Dataset entries
---

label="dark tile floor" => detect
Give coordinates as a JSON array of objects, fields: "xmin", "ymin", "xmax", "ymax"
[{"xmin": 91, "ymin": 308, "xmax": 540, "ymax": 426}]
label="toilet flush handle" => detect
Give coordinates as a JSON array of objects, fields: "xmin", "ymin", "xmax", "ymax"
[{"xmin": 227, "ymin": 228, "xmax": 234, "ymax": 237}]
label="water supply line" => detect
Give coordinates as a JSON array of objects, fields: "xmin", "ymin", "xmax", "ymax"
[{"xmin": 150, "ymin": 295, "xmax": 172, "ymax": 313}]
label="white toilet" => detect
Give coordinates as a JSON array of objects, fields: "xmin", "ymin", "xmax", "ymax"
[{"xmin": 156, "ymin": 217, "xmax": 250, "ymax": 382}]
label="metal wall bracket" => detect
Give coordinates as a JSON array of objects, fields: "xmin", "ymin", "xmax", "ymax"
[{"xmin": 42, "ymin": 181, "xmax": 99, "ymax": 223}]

---

• Your objective
Your answer should be an exact transcription of the data above.

• Expected output
label="dark tile floor" => detect
Give coordinates as a JSON array of objects, fields: "xmin", "ymin", "xmax", "ymax"
[{"xmin": 91, "ymin": 308, "xmax": 540, "ymax": 426}]
label="toilet flush handle" => detect
Give coordinates as a JSON array of objects, fields: "xmin", "ymin", "xmax", "ymax"
[{"xmin": 227, "ymin": 228, "xmax": 234, "ymax": 237}]
label="water supply line" => detect
Give coordinates as a JSON array of objects, fields: "xmin", "ymin", "xmax", "ymax"
[{"xmin": 150, "ymin": 295, "xmax": 172, "ymax": 313}]
label="white toilet" => detect
Give coordinates as a JSON array of objects, fields: "xmin", "ymin", "xmax", "ymax"
[{"xmin": 156, "ymin": 217, "xmax": 250, "ymax": 382}]
label="metal wall bracket" => detect
Give coordinates as a JSON array of objects, fields: "xmin", "ymin", "xmax", "ymax"
[{"xmin": 42, "ymin": 181, "xmax": 99, "ymax": 223}]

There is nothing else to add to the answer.